Records provided: Begin
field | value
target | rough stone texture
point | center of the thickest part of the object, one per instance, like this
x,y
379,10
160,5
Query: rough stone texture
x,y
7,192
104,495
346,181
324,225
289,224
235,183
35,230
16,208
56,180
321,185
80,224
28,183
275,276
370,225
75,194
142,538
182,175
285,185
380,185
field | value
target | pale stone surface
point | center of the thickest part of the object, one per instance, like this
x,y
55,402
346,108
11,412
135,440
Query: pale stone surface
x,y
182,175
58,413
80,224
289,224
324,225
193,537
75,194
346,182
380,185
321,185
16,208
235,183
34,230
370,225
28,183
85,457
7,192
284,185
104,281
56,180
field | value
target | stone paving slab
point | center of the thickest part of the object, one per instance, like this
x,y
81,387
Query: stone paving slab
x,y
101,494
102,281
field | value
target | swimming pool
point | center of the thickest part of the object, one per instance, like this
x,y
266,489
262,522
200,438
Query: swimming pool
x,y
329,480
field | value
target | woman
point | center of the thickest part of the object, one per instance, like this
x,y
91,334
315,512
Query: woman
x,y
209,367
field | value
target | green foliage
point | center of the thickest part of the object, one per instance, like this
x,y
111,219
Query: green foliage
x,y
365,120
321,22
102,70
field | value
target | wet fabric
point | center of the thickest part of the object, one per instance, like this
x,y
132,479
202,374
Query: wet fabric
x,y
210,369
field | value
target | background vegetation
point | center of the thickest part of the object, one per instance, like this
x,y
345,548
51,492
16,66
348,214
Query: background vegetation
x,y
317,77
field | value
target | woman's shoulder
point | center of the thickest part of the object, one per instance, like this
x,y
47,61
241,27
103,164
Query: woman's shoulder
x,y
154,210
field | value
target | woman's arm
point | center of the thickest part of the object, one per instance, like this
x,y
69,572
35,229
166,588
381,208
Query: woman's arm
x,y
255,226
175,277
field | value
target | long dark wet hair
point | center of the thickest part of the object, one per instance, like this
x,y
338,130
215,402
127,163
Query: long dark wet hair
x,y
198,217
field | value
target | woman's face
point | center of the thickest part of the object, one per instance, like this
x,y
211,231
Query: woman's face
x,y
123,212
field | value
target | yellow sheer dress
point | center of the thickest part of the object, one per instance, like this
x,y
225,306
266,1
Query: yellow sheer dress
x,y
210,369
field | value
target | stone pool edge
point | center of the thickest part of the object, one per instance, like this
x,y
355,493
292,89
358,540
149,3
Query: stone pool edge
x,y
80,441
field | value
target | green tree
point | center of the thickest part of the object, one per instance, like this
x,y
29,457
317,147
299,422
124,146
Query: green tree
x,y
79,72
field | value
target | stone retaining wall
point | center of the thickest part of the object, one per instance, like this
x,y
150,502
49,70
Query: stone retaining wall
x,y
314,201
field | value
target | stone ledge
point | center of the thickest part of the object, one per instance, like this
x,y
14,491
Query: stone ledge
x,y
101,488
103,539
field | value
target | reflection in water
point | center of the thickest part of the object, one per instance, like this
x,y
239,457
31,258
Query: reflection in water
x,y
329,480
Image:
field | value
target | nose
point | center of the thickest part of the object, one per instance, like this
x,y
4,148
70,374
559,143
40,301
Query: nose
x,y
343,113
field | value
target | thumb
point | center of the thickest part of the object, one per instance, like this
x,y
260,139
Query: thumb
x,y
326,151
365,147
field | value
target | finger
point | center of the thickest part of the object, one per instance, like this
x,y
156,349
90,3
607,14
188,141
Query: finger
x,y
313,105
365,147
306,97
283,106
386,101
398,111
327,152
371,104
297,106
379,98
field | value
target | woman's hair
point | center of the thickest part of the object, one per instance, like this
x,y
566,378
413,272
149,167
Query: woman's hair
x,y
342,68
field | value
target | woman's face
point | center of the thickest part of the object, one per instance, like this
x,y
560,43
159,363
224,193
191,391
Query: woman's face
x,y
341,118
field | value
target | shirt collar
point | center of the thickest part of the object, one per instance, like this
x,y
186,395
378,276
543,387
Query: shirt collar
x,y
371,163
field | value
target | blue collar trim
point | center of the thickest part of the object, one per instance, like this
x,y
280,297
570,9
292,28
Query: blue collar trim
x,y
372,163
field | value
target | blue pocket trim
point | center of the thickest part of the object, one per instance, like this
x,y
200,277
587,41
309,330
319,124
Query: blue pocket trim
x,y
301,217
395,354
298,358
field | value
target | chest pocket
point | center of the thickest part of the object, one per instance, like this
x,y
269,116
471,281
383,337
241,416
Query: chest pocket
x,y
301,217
Records provided: End
Your reply needs to reproduce all of the listing exactly.

» **Completed exercise**:
field | value
target | rough stone texture
point | center of the thickest part of the object, one per instance, like this
x,y
379,10
160,5
Query: rough stone texture
x,y
7,192
104,495
346,181
324,225
289,224
235,183
35,230
16,208
56,180
321,185
80,224
28,183
275,276
370,225
75,194
142,538
182,175
285,185
380,185
field | value
target | pale stone surface
point | center of the thickest part of the object, one per instance, like this
x,y
55,402
346,108
11,412
135,440
Query: pale stone surface
x,y
182,175
58,413
80,224
289,224
324,225
193,537
75,194
346,182
380,185
321,185
16,208
235,183
34,230
370,225
28,183
85,457
7,192
284,185
104,281
56,180
field | value
target | stone paving slab
point | center of the thickest part of the object, one per instance, like this
x,y
81,387
Query: stone paving slab
x,y
101,494
102,281
field | value
target | swimming pool
point | center of the thickest part of the object, one per instance, like this
x,y
266,489
262,522
200,438
Query: swimming pool
x,y
329,480
field | value
target | woman
point | center of the thickest part of the object, one per instance, like this
x,y
91,334
315,512
Query: woman
x,y
209,367
field | value
target | green foliage
point | center of the thickest part of the object, one per instance, like this
x,y
111,219
Query: green foliage
x,y
365,120
321,22
102,70
field | value
target | wet fabric
point | center of the thickest part of the object, one per instance, like this
x,y
132,479
202,374
Query: wet fabric
x,y
210,369
field | value
target | background vegetation
point | center of the thickest part of the object, one per instance, like this
x,y
345,548
51,492
16,66
348,214
Query: background vegetation
x,y
317,77
field | value
target | woman's shoulder
point | center of the thickest part of the object, one per instance, like this
x,y
47,61
241,27
103,164
Query: woman's shoulder
x,y
154,210
field | value
target | woman's arm
point | center of the thickest part of the object, one per instance, like this
x,y
69,572
35,229
166,588
381,208
Query: woman's arm
x,y
255,226
175,277
field | value
target | long dark wet hair
point | center of the thickest part of the object, one per instance, like this
x,y
338,130
215,402
127,163
Query: long dark wet hair
x,y
198,217
field | value
target | woman's face
point | center of the thickest part of the object, one per instance, like this
x,y
211,231
Query: woman's face
x,y
123,212
field | value
target | yellow sheer dress
point | center of the thickest part of the object, one per instance, like this
x,y
225,306
266,1
Query: yellow sheer dress
x,y
210,369
field | value
target | stone pool edge
point | center of the thickest part of the object, one per instance, like this
x,y
355,493
292,89
358,540
149,3
Query: stone pool edge
x,y
80,441
field | value
target | green tree
point | center of the thickest part of the object, one per instance, like this
x,y
29,457
317,147
299,422
124,146
Query: green tree
x,y
79,72
field | value
target | stone retaining wall
point | center of the thickest part of the object, one per instance, like this
x,y
150,502
49,70
Query: stone retaining wall
x,y
314,201
field | value
target | stone ledge
point | center of the thickest part of the object, one per instance, like this
x,y
14,491
Query: stone ledge
x,y
101,488
103,539
field | value
target | reflection in water
point | center of the thickest part of the object, one per instance, like this
x,y
239,457
31,258
Query: reflection in water
x,y
329,480
Image:
field | value
target | nose
point | center of the thickest part of the object, one per instance, like this
x,y
4,148
70,374
559,143
40,301
Query: nose
x,y
343,113
field | value
target | thumb
point | center of the thickest part of the object, one per instance, like this
x,y
260,139
Query: thumb
x,y
326,151
365,147
field | value
target | finger
point | center of the thickest part of the object, one per instance, like this
x,y
156,349
90,3
607,14
188,141
Query: finger
x,y
313,105
365,147
306,97
283,106
386,101
398,111
327,152
371,104
297,106
379,98
field | value
target | woman's hair
point | center of the thickest part of the object, one per instance, like this
x,y
566,378
413,272
149,167
Query: woman's hair
x,y
342,68
field | value
target | woman's face
point | center of the thickest part of the object, one per instance, like this
x,y
560,43
159,363
224,193
191,391
Query: woman's face
x,y
341,118
field | value
target | shirt collar
point | center of the thickest part of the object, one per instance, like this
x,y
186,395
378,276
543,387
Query: shirt collar
x,y
371,163
field | value
target | blue collar trim
point | center of the thickest part of the object, one per instance, like this
x,y
280,297
570,9
292,28
Query: blue collar trim
x,y
372,163
field | value
target | blue pocket trim
point | center of the thickest part of the object, one per instance, like this
x,y
200,277
587,41
309,330
319,124
Query: blue pocket trim
x,y
301,217
395,354
298,358
field | value
target | chest pocket
point | center of the thickest part of the object, one per instance, like this
x,y
269,116
471,281
383,337
241,416
Query: chest pocket
x,y
301,217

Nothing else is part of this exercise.